***** Exercise inputs

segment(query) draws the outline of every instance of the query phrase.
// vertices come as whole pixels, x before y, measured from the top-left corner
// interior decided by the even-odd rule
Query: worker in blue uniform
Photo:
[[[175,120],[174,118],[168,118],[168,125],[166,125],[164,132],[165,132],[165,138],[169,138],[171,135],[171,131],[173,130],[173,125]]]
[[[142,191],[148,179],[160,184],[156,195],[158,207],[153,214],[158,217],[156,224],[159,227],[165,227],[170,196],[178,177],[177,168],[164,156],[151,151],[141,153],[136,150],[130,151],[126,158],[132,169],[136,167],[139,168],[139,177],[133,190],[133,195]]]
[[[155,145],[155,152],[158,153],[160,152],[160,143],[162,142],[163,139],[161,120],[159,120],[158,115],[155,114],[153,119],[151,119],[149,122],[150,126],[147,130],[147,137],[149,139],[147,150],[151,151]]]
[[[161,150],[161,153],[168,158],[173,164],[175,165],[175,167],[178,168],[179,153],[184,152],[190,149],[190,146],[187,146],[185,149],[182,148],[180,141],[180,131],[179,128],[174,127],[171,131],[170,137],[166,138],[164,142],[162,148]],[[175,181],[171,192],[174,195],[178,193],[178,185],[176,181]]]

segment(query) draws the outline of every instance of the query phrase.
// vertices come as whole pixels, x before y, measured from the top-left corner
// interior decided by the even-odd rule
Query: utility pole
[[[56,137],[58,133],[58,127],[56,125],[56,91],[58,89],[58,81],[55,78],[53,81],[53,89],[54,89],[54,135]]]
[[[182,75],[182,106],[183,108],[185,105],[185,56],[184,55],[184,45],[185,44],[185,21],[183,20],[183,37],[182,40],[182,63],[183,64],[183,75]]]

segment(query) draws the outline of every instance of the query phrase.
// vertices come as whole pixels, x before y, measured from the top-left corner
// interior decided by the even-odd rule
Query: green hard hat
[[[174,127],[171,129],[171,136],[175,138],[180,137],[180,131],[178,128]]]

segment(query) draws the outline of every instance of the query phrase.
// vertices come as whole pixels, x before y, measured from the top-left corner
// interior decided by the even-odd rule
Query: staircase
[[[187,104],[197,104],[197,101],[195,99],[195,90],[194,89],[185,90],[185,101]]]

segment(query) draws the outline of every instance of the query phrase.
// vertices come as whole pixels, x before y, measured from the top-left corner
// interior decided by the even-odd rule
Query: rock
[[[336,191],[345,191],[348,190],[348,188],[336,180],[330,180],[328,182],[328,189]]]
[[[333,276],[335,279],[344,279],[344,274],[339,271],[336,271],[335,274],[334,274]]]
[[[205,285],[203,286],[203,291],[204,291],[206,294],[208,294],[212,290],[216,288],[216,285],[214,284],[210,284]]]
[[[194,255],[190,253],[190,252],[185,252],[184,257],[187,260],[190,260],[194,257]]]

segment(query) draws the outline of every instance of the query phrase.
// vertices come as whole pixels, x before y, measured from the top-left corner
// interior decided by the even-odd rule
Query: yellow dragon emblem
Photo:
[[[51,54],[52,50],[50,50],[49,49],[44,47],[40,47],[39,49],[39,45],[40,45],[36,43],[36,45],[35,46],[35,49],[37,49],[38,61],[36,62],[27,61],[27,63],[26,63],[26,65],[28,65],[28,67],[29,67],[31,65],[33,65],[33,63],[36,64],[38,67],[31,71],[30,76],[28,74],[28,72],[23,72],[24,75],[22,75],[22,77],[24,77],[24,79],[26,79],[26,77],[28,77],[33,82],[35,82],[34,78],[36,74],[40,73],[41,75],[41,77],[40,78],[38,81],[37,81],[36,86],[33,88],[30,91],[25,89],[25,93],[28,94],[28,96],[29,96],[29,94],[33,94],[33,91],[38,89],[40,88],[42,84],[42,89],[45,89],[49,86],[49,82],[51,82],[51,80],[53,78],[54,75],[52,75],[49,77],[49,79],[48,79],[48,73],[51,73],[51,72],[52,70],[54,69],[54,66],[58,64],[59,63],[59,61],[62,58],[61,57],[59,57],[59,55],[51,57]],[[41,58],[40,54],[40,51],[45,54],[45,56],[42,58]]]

**********
***** Exercise inputs

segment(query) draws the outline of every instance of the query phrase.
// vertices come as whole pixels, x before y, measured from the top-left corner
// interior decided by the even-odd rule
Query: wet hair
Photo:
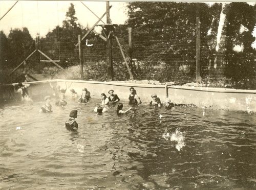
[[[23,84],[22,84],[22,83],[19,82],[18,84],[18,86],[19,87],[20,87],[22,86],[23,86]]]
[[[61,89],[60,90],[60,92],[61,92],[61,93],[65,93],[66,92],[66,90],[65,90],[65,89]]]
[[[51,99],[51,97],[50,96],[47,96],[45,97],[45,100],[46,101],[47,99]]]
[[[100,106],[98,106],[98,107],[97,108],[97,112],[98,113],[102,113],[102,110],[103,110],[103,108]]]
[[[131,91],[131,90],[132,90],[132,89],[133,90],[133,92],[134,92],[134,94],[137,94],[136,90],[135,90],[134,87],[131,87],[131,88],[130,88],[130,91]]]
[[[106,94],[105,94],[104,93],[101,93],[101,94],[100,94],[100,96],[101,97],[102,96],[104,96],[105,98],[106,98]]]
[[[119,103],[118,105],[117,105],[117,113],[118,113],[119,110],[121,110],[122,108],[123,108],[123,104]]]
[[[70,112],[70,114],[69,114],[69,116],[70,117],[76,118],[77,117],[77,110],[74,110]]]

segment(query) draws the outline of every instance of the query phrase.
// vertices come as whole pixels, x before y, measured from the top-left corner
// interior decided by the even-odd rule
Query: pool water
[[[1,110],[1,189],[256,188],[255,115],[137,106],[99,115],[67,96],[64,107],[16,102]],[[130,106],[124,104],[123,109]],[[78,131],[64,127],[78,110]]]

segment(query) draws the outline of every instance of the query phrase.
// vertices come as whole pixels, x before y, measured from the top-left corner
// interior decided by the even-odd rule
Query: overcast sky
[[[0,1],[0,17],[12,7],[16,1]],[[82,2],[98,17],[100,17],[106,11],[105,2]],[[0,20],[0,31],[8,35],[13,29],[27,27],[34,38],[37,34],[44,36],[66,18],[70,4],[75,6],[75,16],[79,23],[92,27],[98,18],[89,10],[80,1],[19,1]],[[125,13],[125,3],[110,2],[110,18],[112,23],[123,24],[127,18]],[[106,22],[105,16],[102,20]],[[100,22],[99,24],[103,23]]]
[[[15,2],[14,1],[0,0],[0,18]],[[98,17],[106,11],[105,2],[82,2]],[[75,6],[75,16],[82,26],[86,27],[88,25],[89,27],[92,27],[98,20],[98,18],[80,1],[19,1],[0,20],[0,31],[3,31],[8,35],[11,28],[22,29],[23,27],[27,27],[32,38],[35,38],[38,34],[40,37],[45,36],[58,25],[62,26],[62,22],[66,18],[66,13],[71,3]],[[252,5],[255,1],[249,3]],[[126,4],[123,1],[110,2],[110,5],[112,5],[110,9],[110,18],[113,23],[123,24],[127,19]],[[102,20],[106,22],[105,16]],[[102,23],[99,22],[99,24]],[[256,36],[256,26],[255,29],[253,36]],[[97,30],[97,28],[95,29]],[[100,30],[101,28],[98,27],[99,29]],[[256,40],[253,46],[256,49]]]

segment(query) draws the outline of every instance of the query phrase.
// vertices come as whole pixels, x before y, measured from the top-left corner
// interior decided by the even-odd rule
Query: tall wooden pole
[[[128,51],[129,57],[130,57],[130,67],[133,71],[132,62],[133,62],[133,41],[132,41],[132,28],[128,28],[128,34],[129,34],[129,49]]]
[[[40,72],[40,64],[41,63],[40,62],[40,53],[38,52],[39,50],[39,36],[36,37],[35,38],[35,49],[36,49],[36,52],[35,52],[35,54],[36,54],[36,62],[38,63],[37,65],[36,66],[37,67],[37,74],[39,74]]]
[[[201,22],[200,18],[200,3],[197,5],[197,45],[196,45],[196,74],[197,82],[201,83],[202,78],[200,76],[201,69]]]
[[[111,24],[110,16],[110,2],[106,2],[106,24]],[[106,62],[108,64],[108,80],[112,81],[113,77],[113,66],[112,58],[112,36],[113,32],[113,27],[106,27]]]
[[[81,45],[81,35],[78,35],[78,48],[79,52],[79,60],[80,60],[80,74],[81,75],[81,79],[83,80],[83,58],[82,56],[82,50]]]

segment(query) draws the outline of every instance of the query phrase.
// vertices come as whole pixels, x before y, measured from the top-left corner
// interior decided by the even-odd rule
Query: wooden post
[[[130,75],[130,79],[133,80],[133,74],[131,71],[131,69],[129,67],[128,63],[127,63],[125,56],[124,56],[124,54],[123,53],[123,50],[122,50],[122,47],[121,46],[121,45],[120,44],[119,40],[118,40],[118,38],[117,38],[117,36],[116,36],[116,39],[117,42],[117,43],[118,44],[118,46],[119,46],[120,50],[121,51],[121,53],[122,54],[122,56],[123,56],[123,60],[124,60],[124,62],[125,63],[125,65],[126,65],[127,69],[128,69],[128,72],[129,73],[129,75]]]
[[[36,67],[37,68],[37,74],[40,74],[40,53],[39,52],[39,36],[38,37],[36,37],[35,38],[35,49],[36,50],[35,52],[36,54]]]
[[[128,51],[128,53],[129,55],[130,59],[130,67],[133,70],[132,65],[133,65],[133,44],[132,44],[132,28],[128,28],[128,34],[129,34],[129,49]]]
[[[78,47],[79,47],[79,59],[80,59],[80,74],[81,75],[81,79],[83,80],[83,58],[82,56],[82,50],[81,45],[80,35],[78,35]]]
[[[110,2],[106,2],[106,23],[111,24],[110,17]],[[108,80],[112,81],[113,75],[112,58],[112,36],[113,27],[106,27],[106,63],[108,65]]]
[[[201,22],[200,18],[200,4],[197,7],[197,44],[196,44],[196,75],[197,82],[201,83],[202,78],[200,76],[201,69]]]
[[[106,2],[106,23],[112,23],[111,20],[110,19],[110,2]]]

**********
***** Exercise inputs

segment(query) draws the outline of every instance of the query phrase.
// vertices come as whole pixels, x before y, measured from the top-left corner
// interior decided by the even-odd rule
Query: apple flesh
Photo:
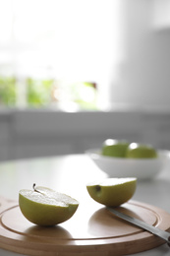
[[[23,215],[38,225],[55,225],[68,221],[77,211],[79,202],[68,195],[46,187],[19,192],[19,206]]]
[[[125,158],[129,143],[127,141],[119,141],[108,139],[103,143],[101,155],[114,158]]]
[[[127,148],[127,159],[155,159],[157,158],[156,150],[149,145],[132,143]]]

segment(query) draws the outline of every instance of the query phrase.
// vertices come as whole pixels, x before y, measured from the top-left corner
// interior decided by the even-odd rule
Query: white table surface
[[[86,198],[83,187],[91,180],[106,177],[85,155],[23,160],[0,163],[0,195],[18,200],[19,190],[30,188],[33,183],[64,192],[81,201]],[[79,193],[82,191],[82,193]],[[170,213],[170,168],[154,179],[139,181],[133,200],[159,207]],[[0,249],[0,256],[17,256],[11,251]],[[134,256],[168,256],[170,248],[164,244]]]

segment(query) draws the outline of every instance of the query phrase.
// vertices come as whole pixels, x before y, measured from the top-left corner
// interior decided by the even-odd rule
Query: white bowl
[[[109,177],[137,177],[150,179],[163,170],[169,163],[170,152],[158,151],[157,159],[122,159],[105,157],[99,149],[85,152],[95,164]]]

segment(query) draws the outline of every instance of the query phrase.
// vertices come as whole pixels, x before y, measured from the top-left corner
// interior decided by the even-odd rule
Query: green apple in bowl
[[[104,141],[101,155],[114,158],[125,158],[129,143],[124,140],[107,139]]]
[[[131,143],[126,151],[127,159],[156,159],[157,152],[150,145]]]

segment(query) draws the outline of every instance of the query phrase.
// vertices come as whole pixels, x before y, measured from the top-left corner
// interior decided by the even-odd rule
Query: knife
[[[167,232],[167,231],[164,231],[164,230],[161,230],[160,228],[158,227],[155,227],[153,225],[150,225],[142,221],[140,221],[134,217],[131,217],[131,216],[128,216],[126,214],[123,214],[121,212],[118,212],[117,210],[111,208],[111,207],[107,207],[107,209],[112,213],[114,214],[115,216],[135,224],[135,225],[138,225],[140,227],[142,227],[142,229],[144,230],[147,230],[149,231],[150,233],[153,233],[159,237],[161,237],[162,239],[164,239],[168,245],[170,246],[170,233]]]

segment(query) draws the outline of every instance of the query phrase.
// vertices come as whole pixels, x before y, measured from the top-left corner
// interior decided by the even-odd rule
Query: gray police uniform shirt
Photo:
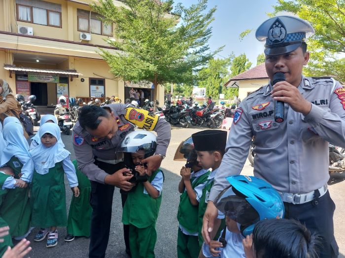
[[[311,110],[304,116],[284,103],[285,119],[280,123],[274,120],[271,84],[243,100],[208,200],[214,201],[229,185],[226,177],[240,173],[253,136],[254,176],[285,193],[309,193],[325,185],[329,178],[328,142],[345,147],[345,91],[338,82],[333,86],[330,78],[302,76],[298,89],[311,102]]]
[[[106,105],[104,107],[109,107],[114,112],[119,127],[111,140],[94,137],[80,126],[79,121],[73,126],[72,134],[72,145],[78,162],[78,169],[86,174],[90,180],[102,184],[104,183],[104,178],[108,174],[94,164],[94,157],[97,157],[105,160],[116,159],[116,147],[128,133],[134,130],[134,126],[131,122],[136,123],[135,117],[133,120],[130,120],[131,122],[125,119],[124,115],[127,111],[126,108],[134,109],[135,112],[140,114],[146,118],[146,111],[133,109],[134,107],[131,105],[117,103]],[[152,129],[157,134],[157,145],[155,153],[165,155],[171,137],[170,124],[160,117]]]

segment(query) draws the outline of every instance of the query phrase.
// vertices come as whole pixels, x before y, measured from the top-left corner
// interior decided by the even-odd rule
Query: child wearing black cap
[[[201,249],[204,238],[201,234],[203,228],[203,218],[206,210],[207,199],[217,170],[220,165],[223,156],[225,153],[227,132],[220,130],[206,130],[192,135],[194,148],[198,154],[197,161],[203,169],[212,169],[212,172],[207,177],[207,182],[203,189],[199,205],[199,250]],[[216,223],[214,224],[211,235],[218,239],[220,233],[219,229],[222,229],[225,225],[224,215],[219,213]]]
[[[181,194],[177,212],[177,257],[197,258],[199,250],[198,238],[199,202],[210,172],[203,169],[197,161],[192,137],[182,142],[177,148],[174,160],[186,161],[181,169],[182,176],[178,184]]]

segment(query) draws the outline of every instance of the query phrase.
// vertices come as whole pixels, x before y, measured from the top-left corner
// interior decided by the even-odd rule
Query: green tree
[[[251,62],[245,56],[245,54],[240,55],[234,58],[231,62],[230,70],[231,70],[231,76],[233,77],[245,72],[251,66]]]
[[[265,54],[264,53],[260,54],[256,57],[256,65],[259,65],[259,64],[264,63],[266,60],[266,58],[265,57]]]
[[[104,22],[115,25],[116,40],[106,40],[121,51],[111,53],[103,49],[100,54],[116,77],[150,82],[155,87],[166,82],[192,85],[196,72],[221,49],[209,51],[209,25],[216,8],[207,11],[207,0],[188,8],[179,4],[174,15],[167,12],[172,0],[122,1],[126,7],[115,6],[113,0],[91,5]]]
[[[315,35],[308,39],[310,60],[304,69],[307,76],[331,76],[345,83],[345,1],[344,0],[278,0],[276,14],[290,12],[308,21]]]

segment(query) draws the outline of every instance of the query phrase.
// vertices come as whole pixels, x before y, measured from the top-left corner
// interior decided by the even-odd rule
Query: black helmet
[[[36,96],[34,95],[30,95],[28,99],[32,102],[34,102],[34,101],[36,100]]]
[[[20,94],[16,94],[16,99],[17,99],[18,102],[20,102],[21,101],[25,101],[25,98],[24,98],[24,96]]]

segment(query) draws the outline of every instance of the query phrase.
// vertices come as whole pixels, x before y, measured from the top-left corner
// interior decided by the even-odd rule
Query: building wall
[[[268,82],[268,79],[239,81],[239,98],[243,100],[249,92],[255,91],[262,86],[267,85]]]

**********

> [What is required]:
Pick out every line in the entries above that contains the string "pole", and copy each one.

> [Reply to the task]:
Query: utility pole
Query: tall wooden pole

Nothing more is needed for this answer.